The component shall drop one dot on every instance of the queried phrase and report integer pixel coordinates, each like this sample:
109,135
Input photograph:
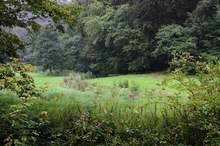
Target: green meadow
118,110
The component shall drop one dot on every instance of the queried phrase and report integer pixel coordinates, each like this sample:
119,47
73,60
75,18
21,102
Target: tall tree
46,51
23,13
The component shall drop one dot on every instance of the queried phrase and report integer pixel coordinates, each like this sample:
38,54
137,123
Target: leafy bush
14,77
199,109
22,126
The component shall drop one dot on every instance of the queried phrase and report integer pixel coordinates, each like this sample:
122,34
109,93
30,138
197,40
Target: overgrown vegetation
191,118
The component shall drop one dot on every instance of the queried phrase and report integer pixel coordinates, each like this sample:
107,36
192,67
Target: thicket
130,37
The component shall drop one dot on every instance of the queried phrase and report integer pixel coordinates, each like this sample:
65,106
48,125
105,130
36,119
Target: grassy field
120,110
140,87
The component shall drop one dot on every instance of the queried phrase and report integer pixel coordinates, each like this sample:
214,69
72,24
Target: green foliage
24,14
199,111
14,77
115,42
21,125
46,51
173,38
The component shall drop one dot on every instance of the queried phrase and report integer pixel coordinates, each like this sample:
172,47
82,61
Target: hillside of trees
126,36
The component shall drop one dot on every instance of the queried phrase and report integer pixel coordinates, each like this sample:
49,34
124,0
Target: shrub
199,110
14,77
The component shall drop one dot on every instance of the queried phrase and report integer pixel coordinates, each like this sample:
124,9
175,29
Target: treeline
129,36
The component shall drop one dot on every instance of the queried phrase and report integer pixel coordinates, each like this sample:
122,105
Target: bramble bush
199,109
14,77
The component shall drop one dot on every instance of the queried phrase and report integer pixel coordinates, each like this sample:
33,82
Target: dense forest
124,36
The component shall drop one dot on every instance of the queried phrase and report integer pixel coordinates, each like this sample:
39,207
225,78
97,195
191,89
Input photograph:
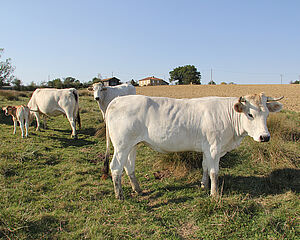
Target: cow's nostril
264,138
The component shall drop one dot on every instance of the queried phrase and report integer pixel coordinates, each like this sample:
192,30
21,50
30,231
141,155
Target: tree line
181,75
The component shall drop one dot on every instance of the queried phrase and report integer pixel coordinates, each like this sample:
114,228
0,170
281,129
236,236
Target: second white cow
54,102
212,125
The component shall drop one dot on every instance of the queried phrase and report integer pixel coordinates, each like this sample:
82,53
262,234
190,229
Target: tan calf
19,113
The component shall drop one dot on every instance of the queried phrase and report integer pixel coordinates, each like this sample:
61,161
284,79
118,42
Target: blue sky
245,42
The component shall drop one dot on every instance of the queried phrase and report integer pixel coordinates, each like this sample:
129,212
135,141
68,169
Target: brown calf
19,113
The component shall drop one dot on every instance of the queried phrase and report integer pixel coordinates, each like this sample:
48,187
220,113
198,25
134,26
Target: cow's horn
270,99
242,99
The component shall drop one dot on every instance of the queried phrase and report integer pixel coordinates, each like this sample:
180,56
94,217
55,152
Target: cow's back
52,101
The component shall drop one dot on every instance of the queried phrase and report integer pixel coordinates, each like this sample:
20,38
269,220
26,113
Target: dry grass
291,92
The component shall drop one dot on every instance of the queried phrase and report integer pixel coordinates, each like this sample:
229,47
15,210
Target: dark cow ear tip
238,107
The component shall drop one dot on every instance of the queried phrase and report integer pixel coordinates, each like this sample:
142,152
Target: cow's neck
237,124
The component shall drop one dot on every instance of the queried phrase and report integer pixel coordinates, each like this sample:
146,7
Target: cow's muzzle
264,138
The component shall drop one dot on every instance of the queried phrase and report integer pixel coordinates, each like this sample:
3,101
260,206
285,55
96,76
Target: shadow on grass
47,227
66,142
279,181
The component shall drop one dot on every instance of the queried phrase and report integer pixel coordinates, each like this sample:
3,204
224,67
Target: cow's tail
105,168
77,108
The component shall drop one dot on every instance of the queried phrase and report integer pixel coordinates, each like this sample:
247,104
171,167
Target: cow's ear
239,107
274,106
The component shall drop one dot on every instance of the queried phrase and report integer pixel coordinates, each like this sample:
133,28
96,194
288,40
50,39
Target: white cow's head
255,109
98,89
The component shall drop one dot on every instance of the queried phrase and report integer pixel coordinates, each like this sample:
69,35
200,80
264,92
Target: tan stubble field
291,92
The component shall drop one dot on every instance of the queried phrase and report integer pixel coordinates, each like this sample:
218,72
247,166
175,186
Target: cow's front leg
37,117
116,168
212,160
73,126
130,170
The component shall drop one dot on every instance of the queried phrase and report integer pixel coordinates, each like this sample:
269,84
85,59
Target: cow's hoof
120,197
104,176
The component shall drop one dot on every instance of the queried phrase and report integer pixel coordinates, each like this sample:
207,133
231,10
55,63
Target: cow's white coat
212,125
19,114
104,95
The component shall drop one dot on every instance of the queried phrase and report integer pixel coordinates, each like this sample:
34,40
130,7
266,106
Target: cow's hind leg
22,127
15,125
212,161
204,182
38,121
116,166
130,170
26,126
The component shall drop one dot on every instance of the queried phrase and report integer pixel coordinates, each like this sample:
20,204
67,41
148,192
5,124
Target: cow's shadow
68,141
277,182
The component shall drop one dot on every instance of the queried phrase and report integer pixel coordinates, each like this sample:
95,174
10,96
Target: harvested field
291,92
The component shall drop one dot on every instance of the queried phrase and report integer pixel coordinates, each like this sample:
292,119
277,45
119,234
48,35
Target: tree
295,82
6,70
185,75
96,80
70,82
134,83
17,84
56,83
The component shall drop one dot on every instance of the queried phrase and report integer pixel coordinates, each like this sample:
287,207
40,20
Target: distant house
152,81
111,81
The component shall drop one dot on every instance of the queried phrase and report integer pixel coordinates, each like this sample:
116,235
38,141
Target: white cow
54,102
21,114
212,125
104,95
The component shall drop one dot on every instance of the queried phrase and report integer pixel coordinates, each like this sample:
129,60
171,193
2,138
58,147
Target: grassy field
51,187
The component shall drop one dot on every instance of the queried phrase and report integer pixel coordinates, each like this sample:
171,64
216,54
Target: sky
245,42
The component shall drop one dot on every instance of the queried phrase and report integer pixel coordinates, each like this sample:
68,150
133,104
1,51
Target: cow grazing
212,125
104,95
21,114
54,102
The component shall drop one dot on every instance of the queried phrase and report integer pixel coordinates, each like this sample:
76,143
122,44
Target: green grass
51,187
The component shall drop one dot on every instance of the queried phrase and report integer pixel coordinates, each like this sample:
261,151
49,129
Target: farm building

----------

Required work ->
Leaving out the images, return the entries above exactly as they read.

Answer for this exercise ->
The component shall drop one dot on every instance of the queried phrase and report integer pixel coordinates, each like this sample:
109,135
Input photograph:
Target: green meadow
118,110
The component shall drop one dot on every instance of the queried phrase and report integer pixel coordinates, each like this sample:
119,47
73,60
75,18
21,102
Target: tall tree
46,51
23,13
The component shall drop one dot on every instance of the queried phrase and report integer pixel coordinates, each like this sample:
38,54
137,123
Target: leafy bush
14,77
199,109
22,126
The component shall drop one dot on every instance of the queried phrase and report integer pixel coordinates, each like this sample:
122,34
109,93
30,138
197,40
Target: overgrown vegetation
191,118
The component shall drop one dot on every instance of the queried phrase and report integer pixel coordinates, each like this sample:
107,36
192,67
Target: thicket
130,37
The component shall drop one dot on every instance of the queried phrase and report integer pixel coordinates, each like this sample:
65,106
48,125
105,130
36,119
Target: grassy field
120,110
140,87
The component shall drop one dot on every instance of the queried phrase and report integer pixel coordinates, each like this sample:
214,69
72,24
Target: green foliage
24,14
199,111
14,77
115,42
21,125
46,51
173,38
The component shall drop one dot on every instance of the queried phrase and report integer pixel coordinates, each like this sample:
172,47
82,61
Target: hillside of trees
126,36
The component shall drop one dot on every instance of the queried phrase and report integer pixel coordinates, each like this sample:
49,34
124,0
Target: shrub
199,110
14,77
The component shall drop one dot on every instance of the queried phrase and report integer pixel coordinates, each like this sample:
124,9
175,29
Target: treeline
129,36
The component shall drop one dot on every instance of the queried phrase and report integer pixel coordinates, each like this sample:
122,105
Target: bramble bush
199,109
14,77
The component shall drop one dot on every instance of the queried phrase and report integer pixel coordinates, each like this sample:
33,82
Target: dense forest
124,36
The component shall drop one dot on every instance of the queried phrase and report integer pixel coordinates, each like this sample:
39,207
225,78
97,195
191,89
Input photograph:
Target: cow's nostril
264,138
The component shall drop one dot on every instance of the queried phrase and report integer pixel coordinates, each like this sample:
192,30
21,50
30,231
141,155
Target: tree line
181,75
The component shall drop one dot on every instance of the queried phrase and report integer pixel coordinates, each like this sample:
114,228
0,170
281,129
236,236
Target: second white cow
54,102
212,125
The component shall drop one dot on every instance of the queried phrase and report integer pixel coordinates, each like this sample:
82,53
262,234
190,229
Target: tan calf
19,113
The component shall drop one dot on every instance of the queried phrase and report integer pixel coordinates, each like this sample:
61,161
284,79
118,42
Target: blue sky
245,42
The component shall drop one dot on every instance of the queried phrase and report integer pixel coordinates, each like this sample:
129,212
135,141
68,169
Target: brown calf
19,113
The component shall drop one dot on every instance of the queried phrase and report integer pixel coordinates, each like this sample:
48,187
220,113
198,25
134,26
Target: cow's horn
270,99
242,99
The component shall drop one dot on every instance of the queried phrase and report integer pixel coordinates, each like this sample:
180,56
94,217
55,152
Target: cow's back
52,101
The component shall drop one dot on every instance of the queried phrase and report integer pixel coordinates, each like this sample:
20,38
269,220
26,113
Target: dry grass
291,92
The component shall drop one dot on every instance of the queried phrase and report integer pixel coordinates, each like this sample:
229,47
15,210
Target: dark cow ear tip
238,107
The component shall drop one dot on every instance of the queried phrase and report integer pixel coordinates, each like this sample:
142,152
Target: cow's neck
237,124
The component shall drop one dot on every instance of the queried phrase and report integer pixel coordinates, each like this sample:
146,7
Target: cow's muzzle
264,138
The component shall drop one dot on every instance of the queried phrase and report integer pixel coordinates, each like this sample:
3,101
260,206
285,55
96,76
Target: shadow on grass
47,227
66,142
279,181
The component shall drop one dot on every instance of the queried phrase and report integer pixel coordinates, each like this sample:
3,204
224,67
Target: cow's tail
105,168
77,108
The component shall drop one dot on every instance of the queried phrase and report integer pixel coordinates, each like this sample:
247,104
171,167
Target: cow's ear
239,107
274,106
The component shall drop one dot on every instance of the queried phrase and report integer pixel coordinates, each like this sample:
133,28
96,194
288,40
50,39
Target: white cow's head
255,109
98,89
The component shall drop one dot on every instance of the queried phrase and report integer pixel coordinates, each like this sample:
69,35
200,80
264,92
Target: tan stubble field
291,92
The component shall drop one dot on every instance of the queried phrase and report integer pixel coordinates, each like this sample:
218,72
247,166
175,186
Target: cow's front leg
37,117
116,168
212,160
73,126
130,170
The component shall drop one dot on every instance of the queried phrase and report integer pixel coordinates, each like this sample:
269,84
85,59
Target: cow's hoof
120,197
104,176
The component shall drop one dot on every instance of the queried phrase and report integer pixel coordinates, each like this sample:
207,133
231,10
55,63
Target: cow's white coat
212,125
19,114
104,95
The component shall drop one dot on every instance of the queried phrase and report integer pixel coordinates, each like this sample:
34,40
130,7
266,106
Target: cow's hind leg
22,127
15,125
212,161
204,182
38,121
116,166
130,170
26,126
The component shall drop one dot on every instance of the queried phrase and report integer pixel coordinates, each like this sample:
20,204
67,41
148,192
5,124
Target: cow's shadow
68,141
277,182
The component shall drop one dot on every instance of the queried phrase and report integer pixel coordinates, each like this sample:
95,174
10,96
Target: harvested field
291,92
The component shall drop one dot on every instance of the queried phrase and report integer pixel coordinates, each like this sample:
292,119
277,45
119,234
48,35
Target: tree
295,82
6,70
185,75
96,80
70,82
134,83
17,84
56,83
The component shall drop one dot on every instance of the queried phrase and report integer pixel coordinates, each like this sample:
287,207
40,20
Target: distant house
152,81
111,81
The component shall drop one dot on every instance of the queried phrase and report integer pixel coordinates, each like this sample:
116,235
38,141
Target: white cow
54,102
21,114
212,125
104,95
The component shall drop one dot on every instance of the queried phrase and report integer pixel coordinates, each like this sample:
129,60
171,193
2,138
58,147
Target: grassy field
51,187
The component shall drop one dot on every instance of the queried phrase and report integer pixel coordinates, each like this sample:
171,64
216,54
Target: sky
245,42
The component shall drop one dot on every instance of the queried phrase and report integer pixel coordinates, each like this sample:
68,150
133,104
1,51
Target: cow grazing
212,125
104,95
21,114
54,102
The component shall drop one dot on every instance of the queried phrase and report integer pixel coordinates, each like this sample:
76,143
122,44
Target: green grass
51,187
The component shall drop one dot on every instance of the queried phrase and report integer pixel coordinates, each like this sample:
261,151
49,129
Target: farm building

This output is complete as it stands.